→ **Requirement**:
Each entry below is to be given again word for word, with no pictures.

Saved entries
◇ ◇ ◇ ◇ ◇
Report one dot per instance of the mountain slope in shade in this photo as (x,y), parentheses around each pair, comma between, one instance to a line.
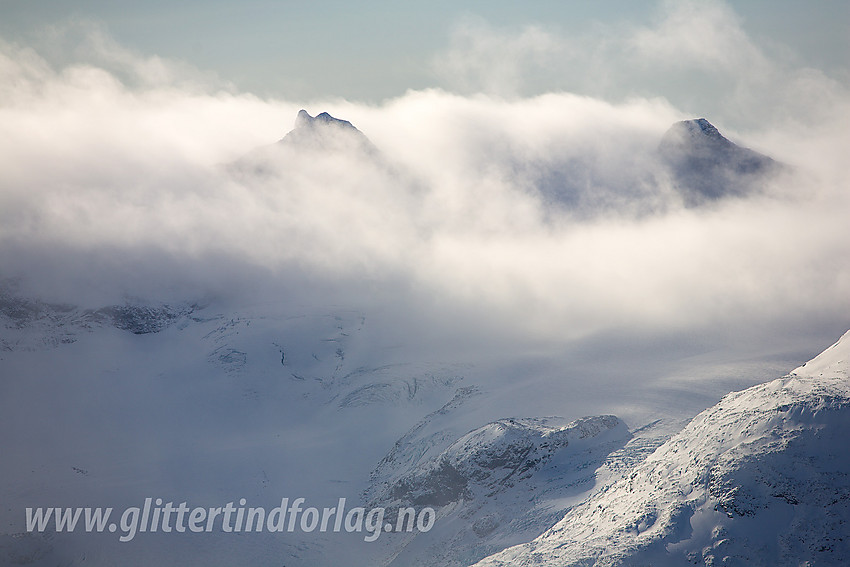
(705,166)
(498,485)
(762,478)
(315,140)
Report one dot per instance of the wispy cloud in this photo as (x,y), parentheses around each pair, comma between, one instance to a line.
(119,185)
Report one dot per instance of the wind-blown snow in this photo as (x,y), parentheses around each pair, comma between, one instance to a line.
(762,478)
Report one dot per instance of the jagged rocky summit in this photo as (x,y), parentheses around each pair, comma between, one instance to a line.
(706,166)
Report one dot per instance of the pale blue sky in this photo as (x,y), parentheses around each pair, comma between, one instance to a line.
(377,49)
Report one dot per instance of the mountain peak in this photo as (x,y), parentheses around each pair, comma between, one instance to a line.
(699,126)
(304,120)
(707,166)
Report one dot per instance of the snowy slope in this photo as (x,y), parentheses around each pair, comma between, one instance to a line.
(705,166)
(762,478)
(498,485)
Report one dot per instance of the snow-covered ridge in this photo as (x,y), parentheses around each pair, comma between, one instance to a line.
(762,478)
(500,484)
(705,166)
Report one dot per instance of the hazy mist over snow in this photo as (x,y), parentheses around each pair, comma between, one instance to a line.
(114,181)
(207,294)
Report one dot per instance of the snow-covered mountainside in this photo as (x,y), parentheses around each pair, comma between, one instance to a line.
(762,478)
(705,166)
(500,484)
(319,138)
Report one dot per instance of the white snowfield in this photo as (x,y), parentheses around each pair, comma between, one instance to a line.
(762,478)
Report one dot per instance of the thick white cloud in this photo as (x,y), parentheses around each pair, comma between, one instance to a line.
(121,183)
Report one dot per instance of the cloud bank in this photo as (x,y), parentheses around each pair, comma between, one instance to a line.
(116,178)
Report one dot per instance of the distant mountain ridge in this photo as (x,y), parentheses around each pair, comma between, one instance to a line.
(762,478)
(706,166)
◇ ◇ ◇ ◇ ◇
→ **Result of the exercise**:
Report one dot per instance of the mountain slope in shade in this photo as (x,y), parentheses around each pair, comma between, one instance to a line.
(705,166)
(498,485)
(762,478)
(315,140)
Report one dot per instance of the wispy cloud in this photo as (x,y), parentheses around each pair, comma between, one instance to a line.
(119,185)
Report one dot per instance of the wind-blown snow in this photo as (x,y), parentheses around each pair, comma between, one instance to a line.
(762,478)
Report one dot per instance of the jagged rocky summit in this photo as (x,y), parentheses around each pair, comma between, one instance to a line.
(706,166)
Report one dot per instance of the pale blue sky in this photo as (x,y), parentheses around each pair, comma between, one instance to a line.
(377,49)
Report one dot per instance of the mountain peak in this photo as (x,y), parentheses around each pair, comma between, one instance to a line.
(699,126)
(304,120)
(707,166)
Report one dot per instance of the snowy slope in this photo as (x,y), parentheses around each pair, comma between, one instance to a line.
(705,166)
(762,478)
(498,485)
Report one dot per instance of the snow-covered ridge in this photo as (x,y), parentheses around each pair, comma between, one instance to a line.
(762,478)
(500,484)
(705,166)
Report one dot per instance of the hazy mist over snow in this photo as (x,y), parentheses around each pair, comma between, one instance to a line.
(114,181)
(207,294)
Report one dot per instance of the snow-covered mountainside in this photo as (x,y), parentheses around each pair, comma between, one instance to a line.
(762,478)
(705,166)
(500,484)
(319,138)
Report one dot per instance of the white snowfield in this photo as (x,y), parentheses around each pair, comma between, one instance to a line.
(762,478)
Report one dot per instance of the thick white cloud in this photo as (x,y), parentheses around each pair, comma between, one instance to a line.
(121,183)
Report one dot per instance of the cloud bank in this photo as (x,y), parentheses around each pair, comma between, one instance to a line.
(116,178)
Report one dot per instance of the distant mountain ridge in this photo as (x,y), parentheses around each pair, comma between, one instance to a line.
(762,478)
(706,166)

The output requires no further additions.